▶ Excerpted text:
_ _ _ _
Statistical Learning 2014

This is the main website for the Statistical Learning course in autumn 2014, as part of the Master Track Statistical Science for the Life and Behavioural Sciences at Leiden University. Visit this page regularly for changes and updates.

This course gives an overview of techniques to automatically learn the structure, patterns and regularities in complicated data, and to use these patterns to predict future data. Statistical learning is very similar to an area within computer science called machine learning, since many methods have their origin in computer science (pattern recognition, artificial intelligence).

Instructors:	prof. dr. Peter Grünwald (pdg at No spam, please cwi dot No really, no spam nl)
	dr. Tim van Erven (tim at No spam, please timvanerven dot No really, no spam nl)
Contact:	For general questions, send e-mail to either Peter or Tim. For questions about the homework, send e-mail to Tim.

General Information

The course load is 4 ECTS. The studiegids contains a longer course description.

Make sure to enroll in blackboard for grades and course updates, and sign up for the (re-sit) exam in uSis ten calendar days before the actual (re-sit) exam takes place.

Lectures and Exercise Sessions

Lectures take place on Mondays on the dates indicated in the Course Schedule below, in room 409 of the Snellius Building, Niels Bohrweg 1, Leiden.
_ _ _ _
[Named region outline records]
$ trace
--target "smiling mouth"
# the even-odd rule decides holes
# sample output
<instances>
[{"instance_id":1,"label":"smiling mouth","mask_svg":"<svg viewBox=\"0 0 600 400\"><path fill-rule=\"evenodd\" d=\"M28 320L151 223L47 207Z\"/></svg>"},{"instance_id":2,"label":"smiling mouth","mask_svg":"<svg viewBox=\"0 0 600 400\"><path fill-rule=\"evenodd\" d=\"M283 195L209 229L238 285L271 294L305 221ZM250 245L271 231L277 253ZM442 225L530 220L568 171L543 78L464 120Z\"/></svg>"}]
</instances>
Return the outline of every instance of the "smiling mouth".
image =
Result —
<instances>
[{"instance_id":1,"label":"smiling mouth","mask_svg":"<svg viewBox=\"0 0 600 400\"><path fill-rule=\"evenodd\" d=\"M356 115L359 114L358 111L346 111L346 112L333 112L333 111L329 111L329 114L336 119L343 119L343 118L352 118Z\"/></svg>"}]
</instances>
_ _ _ _
Edit a passage of the course page: begin at the words "Lectures and Exercise" and stop after "Bohrweg 1, Leiden.", writing that passage out again with "Mondays" replaced by "Tuesdays".

▶ Expected output:
Lectures and Exercise Sessions

Lectures take place on Tuesdays on the dates indicated in the Course Schedule below, in room 409 of the Snellius Building, Niels Bohrweg 1, Leiden.